Travail à faire
[A] Recopiez sans rien changer le passage de l'extrait qui va de « Amnistie internationale note » jusqu'à « qui les ennuient. ».
[B] D'après l'extrait, pour quelle raison la station Ekho Moskvy a-t-elle souvent été sommée de remettre des transcriptions de ses émissions ? Répondez en une à trois phrases.
[C] Quel titre porte le rapport dont parle l'extrait ?

Extrait choisi
Le rapport, intitulé Liberté limitée. Le droit à la liberté d'expression dans la Fédération de Russie, souligne notamment que de nombreuses manifestations d'opposants politiques organisées en prévision des élections législatives et présidentielle ont été violemment dispersées, alors que les manifestations progouvernementales se déroulent paisiblement.

Amnistie internationale note de manière générale que les militants des droits de la personne et les journalistes des rares médias indépendants ont de moins de moins de marge de manoeuvre dans la Russie de Vladimir Poutine. Des lois formulées dans des termes souvent vagues permettent aux autorités de harceler ceux qui les ennuient.

Les journalistes, dit Amnistie dans son rapport, s'exposent notamment à des actes d'intimidation et même à des poursuites. La station de radio Ekho Moskvy, par exemple, a souvent été sommée de fournir des transcriptions de ses émissions au bureau d'un procureur, qui enquête afin de déterminer si la station a diffusé des « opinions extrémistes ».

Manifestant à Saint-Pétersbourg en novembre dernier.

Photo: AFP/Yevgeny Asmolov

Manifestant à Saint-Pétersbourg en novembre dernier.

L'ONG s'inquiète par ailleurs que l'enquête sur l'assassinat de la journaliste Anna Politkovskaïa n'ait toujours pas permis d'identifier celui ou celle qui aurait donné l'ordre de la tuer.

Lignes de données
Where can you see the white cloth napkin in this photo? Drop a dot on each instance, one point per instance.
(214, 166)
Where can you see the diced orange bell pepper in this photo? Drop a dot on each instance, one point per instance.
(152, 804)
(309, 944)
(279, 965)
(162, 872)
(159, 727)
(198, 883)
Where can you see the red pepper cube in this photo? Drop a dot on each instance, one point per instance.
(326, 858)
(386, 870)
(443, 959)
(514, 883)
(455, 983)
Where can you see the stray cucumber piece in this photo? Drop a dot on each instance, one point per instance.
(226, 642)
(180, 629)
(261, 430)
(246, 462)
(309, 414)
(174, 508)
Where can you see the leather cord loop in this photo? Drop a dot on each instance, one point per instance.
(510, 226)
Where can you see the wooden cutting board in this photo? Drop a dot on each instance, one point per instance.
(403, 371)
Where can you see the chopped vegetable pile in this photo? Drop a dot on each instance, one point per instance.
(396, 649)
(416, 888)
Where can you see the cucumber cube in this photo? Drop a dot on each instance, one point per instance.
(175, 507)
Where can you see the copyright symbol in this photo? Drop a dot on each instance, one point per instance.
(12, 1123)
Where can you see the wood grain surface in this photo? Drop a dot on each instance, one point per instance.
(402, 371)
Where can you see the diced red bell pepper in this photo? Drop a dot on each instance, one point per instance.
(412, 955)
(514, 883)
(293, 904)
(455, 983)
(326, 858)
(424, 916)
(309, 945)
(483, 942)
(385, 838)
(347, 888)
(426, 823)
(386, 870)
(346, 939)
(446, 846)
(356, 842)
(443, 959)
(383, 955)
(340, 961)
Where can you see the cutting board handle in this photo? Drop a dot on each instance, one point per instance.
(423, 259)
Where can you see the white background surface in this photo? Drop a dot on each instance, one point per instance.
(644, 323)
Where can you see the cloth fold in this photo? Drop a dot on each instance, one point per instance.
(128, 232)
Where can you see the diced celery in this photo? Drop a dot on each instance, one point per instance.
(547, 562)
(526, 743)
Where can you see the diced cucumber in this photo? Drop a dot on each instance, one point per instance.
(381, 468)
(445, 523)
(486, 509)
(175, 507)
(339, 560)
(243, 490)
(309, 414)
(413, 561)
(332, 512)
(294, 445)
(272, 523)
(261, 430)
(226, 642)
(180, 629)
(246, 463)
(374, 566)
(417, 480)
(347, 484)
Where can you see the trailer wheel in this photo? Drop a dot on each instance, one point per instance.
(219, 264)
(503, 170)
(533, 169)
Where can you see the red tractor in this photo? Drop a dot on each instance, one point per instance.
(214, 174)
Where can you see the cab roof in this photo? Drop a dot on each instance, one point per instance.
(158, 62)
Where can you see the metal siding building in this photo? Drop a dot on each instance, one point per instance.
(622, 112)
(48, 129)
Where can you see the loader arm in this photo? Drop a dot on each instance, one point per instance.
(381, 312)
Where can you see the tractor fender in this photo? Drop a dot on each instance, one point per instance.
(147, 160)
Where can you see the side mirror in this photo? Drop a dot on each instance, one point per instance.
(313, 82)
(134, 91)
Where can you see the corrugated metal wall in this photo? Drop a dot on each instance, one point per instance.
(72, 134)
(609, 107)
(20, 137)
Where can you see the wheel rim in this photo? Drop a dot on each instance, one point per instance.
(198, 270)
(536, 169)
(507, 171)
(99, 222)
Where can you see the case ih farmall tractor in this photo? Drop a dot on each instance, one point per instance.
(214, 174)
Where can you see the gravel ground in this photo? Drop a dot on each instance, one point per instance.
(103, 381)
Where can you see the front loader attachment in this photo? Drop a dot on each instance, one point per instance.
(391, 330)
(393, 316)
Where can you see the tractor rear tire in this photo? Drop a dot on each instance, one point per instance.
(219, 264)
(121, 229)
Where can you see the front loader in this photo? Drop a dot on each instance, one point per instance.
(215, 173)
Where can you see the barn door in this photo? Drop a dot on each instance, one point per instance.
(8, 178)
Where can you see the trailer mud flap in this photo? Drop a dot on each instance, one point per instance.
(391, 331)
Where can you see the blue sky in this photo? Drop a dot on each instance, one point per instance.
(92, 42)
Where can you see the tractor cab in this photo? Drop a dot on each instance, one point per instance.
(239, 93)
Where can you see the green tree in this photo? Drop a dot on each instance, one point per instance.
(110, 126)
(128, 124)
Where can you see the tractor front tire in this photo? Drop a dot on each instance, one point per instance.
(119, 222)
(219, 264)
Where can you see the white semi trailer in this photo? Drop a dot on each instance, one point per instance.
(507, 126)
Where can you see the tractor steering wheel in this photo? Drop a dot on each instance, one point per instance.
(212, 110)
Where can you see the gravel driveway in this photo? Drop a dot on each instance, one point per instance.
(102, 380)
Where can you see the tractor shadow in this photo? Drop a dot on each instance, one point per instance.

Corrigé de l'exercice
[A]
Amnistie internationale note de manière générale que les militants des droits de la personne et les journalistes des rares médias indépendants ont de moins de moins de marge de manoeuvre dans la Russie de Vladimir Poutine. Des lois formulées dans des termes souvent vagues permettent aux autorités de harceler ceux qui les ennuient.

[B] Un procureur mène une enquête pour déterminer si la station a diffusé des « opinions extrémistes ». C'est pour cela que son bureau a souvent exigé ces transcriptions.

[C] Liberté limitée. Le droit à la liberté d'expression dans la Fédération de Russie.